## What you will do
a. Summarize the passage on the binary operation ⋆ in two sentences.
b. Extend the passage on the binary operation ⋆, picking up after its final sentence.

## Passage shown
++++++++++++++++++++

Since a⋆b is defined for all a,b∈G, ⋆ is well defined, and G is closed under ⋆, thus ⋆ is a well defined binary operation.
Associativity:
(a⋆b)⋆c=(a+b-⌊a+b⌋)+c-⌊(a+b-⌊a+b⌋)+c⌋
=a+(b+(-⌊a+b⌋)+c)-⌊a+(b+(-⌊a+b⌋)+c)⌋ (group axiom (i))
=a+(b+c+(-⌊a+b⌋))-⌊a+(b+c+(-⌊a+b⌋))⌋ (ring axiom (i))
=a+(b+c-⌊a+b⌋)-⌊a+(b+c-⌊a+b⌋)⌋
=a+(b+c-⌊c+b⌋)-⌊a+(b+c-⌊c+b⌋)⌋ (a=c by transitivity of ⋆ because a⋆b and b⋆c)
=a+(b+c-⌊b+c⌋)-⌊a+(b+c-⌊b+c⌋)⌋ (ring axiom (i))
=a⋆(b⋆c)
Identity:
0⋆a=a⋆0 (see “Symmetric”)
=a+0-⌊a+0⌋
=a-⌊a⌋ (group axiom (ii))
=a-0 or =a-1
=a+(-0) or =a-1
=a+(-1)0 (Proposition 7.1(4)) or =a-1
⇒a=a-1 (Proposition 7.1(1)) (1)
Thus, subracting a from both sides of (1) yields 0=-1. Substituting 0=-1 into equation (1) gives that a=a and therefore 0⋆a=a⋆0=a as desired.

++++++++++++++++++++

[Collected data]
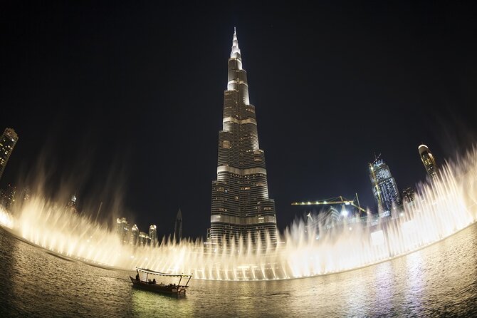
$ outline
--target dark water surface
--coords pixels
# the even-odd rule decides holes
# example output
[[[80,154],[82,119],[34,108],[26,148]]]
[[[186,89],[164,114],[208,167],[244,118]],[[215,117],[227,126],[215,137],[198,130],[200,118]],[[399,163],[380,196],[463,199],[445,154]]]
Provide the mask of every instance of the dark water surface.
[[[328,276],[193,279],[184,299],[51,255],[0,229],[0,317],[477,317],[477,225],[427,248]]]

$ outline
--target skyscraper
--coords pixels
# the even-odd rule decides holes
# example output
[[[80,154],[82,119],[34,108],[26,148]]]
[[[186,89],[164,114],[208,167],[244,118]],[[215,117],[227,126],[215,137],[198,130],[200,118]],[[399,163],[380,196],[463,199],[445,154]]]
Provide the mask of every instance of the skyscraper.
[[[182,238],[182,212],[181,212],[181,209],[179,209],[177,215],[176,215],[176,222],[174,226],[174,237],[176,242],[180,242]]]
[[[119,236],[122,243],[129,242],[130,238],[128,235],[129,231],[129,222],[125,217],[121,217],[120,219],[118,217],[116,219],[116,233]]]
[[[234,31],[224,93],[223,129],[219,132],[217,180],[212,182],[211,242],[233,237],[276,242],[275,201],[268,198],[265,155],[258,145],[255,106],[248,100],[247,73]]]
[[[382,207],[384,211],[391,211],[393,202],[397,205],[401,205],[396,180],[392,178],[389,168],[382,160],[376,159],[369,165],[372,193],[378,209]]]
[[[149,237],[151,239],[151,245],[155,246],[157,244],[157,227],[153,224],[149,227]]]
[[[412,188],[407,188],[402,190],[402,200],[406,203],[411,203],[414,200],[414,189]]]
[[[437,177],[437,165],[436,165],[436,160],[429,148],[426,145],[421,145],[418,149],[427,175],[431,178]]]
[[[130,242],[134,246],[136,246],[137,245],[137,242],[139,241],[139,227],[137,227],[137,225],[135,224],[132,225],[132,227],[131,227],[131,238],[130,240]]]
[[[5,129],[0,137],[0,179],[18,140],[19,136],[12,128]]]
[[[78,210],[76,209],[76,193],[71,195],[71,198],[66,204],[66,209],[71,212],[78,212]]]
[[[16,187],[11,185],[0,192],[0,204],[6,209],[10,210],[15,202],[15,194],[16,193]]]

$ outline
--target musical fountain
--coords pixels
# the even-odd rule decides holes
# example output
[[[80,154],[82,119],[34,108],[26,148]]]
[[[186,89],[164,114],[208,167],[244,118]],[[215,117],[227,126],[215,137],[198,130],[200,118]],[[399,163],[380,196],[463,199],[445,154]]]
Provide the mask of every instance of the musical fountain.
[[[412,204],[369,222],[345,220],[327,228],[292,224],[279,243],[263,246],[241,238],[227,249],[200,240],[158,246],[123,245],[113,231],[84,215],[33,197],[11,215],[0,210],[0,225],[31,244],[95,266],[193,273],[196,279],[283,279],[337,273],[386,261],[429,246],[477,219],[477,150],[446,163],[436,179],[419,185]]]

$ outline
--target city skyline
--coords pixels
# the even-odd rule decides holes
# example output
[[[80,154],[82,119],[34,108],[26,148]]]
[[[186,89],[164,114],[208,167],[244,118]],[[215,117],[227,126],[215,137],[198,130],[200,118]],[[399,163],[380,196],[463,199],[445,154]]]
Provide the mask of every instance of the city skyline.
[[[0,188],[37,175],[39,161],[51,184],[71,193],[79,187],[78,198],[91,201],[95,212],[104,201],[103,217],[113,210],[108,198],[123,200],[125,216],[137,215],[140,228],[170,229],[180,207],[188,216],[183,234],[205,236],[221,125],[214,114],[223,106],[225,76],[217,61],[229,54],[234,26],[253,70],[251,99],[259,106],[280,230],[297,215],[290,206],[296,200],[357,193],[372,207],[367,163],[373,153],[382,153],[404,189],[426,177],[418,145],[446,160],[475,140],[469,74],[476,46],[466,41],[473,20],[463,5],[414,11],[405,24],[406,4],[361,9],[371,31],[352,27],[357,18],[332,5],[313,19],[312,11],[282,11],[286,22],[261,14],[265,8],[196,17],[192,9],[120,5],[105,24],[81,5],[63,8],[74,17],[68,21],[37,15],[48,6],[10,6],[6,11],[17,18],[6,21],[10,32],[2,35],[9,63],[0,127],[14,128],[21,141]],[[157,21],[162,9],[189,19]],[[399,32],[396,25],[403,26]],[[194,153],[200,155],[191,160]]]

++++++++++++++++++++

## The results
a. The passage states that ⋆ is a well-defined binary operation because a⋆b is defined for all a,b∈G and G is closed under ⋆. It then works through a chain of equalities, citing group and ring axioms, to reach (a⋆b)⋆c=a⋆(b⋆c), and through further steps concludes that 0⋆a=a⋆0=a.

b.
Inverses:
Let d∈G-{0} and note that 1-d∈G-{0} for all d∈G-{0}. The “Identity” section shows that the inverse of 0 is 0.
(1-d)⋆d=d⋆(1-d) (see “Symmetric”)
=d+(1-d)-⌊d+(1-d)⌋
=d+(1+(-d))+(-⌊d+(1+(-d))⌋)
=d+((-d)+1)+(-⌊d+((-d)+1)⌋) (ring axiom (i))
=d+(-d)+1+(-⌊d+(-d)+1⌋) (Proposition 1.1(5))
=0+1+(-⌊0+1⌋) (group axiom (iii))
=1+(-⌊1⌋) (group axiom (ii))
=1+(-1)
=0 (group axiom (iii))
Abelian:
See “Symmetric.”
Hence (G,⋆) is an abelian group.